Objective. Output every line of the material from the one containing "the green foliage" through the last line, both included, as a JSON list of strings. Use one string per line and leave out blank lines.

━━━━

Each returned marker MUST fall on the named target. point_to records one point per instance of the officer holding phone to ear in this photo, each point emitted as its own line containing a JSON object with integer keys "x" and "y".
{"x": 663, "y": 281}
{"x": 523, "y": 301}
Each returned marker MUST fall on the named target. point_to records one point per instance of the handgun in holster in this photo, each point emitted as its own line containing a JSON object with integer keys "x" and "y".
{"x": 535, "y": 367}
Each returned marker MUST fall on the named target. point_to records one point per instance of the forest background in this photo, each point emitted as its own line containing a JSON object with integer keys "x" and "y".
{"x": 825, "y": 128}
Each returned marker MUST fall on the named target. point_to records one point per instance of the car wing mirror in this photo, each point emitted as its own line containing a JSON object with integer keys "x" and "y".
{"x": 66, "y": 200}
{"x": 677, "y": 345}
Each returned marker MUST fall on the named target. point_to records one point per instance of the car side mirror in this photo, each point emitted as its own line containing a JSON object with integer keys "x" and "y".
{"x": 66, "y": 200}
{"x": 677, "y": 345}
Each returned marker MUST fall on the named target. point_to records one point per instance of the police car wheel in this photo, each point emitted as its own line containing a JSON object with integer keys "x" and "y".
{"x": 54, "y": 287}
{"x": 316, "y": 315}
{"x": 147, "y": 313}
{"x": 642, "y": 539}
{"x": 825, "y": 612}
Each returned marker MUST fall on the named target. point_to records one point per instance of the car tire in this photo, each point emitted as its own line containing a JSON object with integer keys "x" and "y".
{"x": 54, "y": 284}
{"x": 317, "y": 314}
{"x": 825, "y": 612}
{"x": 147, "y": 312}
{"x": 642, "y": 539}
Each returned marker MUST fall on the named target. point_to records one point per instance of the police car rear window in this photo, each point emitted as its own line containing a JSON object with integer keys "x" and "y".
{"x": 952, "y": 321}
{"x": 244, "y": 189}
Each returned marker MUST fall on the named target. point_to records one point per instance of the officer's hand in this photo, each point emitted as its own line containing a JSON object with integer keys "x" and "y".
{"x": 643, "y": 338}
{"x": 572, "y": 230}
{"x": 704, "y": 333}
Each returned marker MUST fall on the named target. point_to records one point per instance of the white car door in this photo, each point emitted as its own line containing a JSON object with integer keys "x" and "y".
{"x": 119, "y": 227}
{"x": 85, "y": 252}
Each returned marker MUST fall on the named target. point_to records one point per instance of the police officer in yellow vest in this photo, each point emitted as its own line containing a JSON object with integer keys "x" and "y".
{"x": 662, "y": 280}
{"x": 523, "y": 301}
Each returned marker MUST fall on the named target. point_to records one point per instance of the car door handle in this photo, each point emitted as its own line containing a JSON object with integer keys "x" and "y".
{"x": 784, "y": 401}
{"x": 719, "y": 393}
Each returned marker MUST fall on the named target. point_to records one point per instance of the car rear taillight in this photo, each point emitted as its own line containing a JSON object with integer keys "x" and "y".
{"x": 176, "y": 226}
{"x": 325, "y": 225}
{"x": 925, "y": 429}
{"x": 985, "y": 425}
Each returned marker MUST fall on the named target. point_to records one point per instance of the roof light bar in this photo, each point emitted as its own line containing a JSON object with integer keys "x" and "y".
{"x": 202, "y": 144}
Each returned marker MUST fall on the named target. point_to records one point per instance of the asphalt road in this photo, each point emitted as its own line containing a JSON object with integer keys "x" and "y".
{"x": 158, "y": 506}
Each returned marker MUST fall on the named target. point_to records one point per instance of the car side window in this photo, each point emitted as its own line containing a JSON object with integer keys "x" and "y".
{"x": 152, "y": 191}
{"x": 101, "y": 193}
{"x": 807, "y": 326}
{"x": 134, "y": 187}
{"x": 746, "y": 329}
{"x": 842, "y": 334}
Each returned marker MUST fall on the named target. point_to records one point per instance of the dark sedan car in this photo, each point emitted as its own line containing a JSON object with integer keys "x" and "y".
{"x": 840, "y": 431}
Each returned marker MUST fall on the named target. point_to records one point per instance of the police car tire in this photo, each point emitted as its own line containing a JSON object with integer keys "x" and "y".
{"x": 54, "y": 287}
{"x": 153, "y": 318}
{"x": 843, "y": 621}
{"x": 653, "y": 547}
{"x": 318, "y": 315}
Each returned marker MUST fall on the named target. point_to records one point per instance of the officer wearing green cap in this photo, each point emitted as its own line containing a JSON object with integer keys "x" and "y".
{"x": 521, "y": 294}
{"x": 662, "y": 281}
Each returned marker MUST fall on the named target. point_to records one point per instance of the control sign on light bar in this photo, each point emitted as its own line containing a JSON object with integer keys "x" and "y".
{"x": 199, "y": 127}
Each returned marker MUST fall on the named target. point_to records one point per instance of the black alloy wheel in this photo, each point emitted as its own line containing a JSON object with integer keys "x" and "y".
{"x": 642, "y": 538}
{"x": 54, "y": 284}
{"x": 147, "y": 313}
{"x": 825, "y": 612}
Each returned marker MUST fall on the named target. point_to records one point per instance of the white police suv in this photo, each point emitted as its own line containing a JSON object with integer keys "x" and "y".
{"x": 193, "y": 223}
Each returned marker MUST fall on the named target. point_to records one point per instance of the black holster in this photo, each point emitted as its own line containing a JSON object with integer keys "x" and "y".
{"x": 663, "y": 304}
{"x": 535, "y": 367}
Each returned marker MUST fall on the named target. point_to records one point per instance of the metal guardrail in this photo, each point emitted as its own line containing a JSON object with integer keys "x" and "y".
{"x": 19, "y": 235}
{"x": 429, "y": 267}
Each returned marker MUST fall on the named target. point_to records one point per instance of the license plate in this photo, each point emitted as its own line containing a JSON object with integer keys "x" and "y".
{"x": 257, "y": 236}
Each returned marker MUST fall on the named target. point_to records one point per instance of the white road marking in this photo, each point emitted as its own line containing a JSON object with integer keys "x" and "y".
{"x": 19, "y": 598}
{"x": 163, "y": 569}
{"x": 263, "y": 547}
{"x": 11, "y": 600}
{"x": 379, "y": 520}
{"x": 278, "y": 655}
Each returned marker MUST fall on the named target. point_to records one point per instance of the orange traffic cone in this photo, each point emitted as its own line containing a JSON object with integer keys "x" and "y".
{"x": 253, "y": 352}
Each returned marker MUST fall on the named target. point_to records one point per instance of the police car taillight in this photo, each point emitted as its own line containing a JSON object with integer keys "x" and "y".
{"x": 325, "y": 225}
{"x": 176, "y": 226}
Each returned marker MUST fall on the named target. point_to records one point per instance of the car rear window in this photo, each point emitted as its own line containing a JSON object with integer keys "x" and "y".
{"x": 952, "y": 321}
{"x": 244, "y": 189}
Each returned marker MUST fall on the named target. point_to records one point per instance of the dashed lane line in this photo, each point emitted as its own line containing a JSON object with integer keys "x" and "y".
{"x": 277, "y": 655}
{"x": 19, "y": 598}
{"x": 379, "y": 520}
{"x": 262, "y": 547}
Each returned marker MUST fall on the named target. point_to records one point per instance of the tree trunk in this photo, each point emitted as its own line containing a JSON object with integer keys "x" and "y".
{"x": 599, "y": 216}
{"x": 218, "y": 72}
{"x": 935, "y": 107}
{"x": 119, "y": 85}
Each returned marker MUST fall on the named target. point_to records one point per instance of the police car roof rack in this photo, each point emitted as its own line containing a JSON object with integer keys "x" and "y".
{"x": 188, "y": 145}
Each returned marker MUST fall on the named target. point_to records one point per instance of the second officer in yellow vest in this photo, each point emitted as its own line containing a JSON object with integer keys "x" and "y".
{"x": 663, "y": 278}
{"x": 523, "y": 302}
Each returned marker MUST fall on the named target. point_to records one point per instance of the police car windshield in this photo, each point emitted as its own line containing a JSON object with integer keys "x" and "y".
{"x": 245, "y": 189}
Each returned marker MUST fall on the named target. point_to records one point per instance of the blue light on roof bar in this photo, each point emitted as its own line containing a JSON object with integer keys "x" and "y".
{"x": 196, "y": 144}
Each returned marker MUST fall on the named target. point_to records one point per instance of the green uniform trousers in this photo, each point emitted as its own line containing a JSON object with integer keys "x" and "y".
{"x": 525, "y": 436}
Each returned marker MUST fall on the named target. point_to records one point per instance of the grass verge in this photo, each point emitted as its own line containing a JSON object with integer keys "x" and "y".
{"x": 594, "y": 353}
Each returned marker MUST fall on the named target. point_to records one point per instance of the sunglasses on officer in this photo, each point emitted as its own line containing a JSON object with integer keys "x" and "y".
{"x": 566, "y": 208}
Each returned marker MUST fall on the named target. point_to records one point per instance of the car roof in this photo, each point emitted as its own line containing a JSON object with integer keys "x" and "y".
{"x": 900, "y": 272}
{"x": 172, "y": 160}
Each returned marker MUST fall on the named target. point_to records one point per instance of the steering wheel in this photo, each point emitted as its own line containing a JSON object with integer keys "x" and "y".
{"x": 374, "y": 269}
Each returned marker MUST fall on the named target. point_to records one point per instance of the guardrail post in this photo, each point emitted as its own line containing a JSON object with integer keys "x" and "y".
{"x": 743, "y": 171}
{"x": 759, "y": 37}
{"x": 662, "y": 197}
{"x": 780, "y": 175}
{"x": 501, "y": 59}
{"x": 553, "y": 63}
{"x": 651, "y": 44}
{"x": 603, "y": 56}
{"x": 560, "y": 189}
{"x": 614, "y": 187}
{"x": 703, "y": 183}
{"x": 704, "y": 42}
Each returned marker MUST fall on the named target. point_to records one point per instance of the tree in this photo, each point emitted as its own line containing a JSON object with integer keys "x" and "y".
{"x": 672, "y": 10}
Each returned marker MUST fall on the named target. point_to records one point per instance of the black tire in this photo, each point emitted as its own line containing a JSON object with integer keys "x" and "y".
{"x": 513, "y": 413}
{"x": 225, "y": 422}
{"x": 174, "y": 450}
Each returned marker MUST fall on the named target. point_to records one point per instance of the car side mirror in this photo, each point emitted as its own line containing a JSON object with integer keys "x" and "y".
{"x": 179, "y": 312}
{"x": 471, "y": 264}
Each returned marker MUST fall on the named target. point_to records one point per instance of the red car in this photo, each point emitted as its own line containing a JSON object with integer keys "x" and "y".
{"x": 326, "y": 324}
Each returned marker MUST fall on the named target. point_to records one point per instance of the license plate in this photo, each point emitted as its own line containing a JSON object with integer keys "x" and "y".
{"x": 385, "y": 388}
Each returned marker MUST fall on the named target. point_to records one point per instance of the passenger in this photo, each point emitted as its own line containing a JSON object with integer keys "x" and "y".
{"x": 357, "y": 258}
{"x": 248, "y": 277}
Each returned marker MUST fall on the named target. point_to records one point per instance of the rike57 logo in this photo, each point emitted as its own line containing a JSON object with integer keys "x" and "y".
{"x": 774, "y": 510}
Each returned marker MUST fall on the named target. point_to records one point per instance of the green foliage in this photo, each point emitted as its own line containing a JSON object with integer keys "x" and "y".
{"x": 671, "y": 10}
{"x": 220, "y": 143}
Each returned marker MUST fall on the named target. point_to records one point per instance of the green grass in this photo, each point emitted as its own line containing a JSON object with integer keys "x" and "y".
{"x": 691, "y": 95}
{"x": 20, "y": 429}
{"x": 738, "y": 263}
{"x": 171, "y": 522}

━━━━

Final result.
[
  "Each returned marker MUST fall on the named target. point_to records one point per instance of the green foliage in this photo, each point emitted as its own line containing a JSON object with integer keys \"x\" and \"y\".",
  "{\"x\": 671, \"y\": 10}",
  "{\"x\": 220, \"y\": 143}",
  "Each returned marker MUST fall on the named target. point_to records one point per instance of the green grass in this photo, each point emitted as its own line containing a JSON object with integer keys \"x\" and \"y\".",
  "{\"x\": 691, \"y\": 95}",
  "{\"x\": 20, \"y\": 429}",
  "{\"x\": 738, \"y\": 263}",
  "{\"x\": 171, \"y\": 522}"
]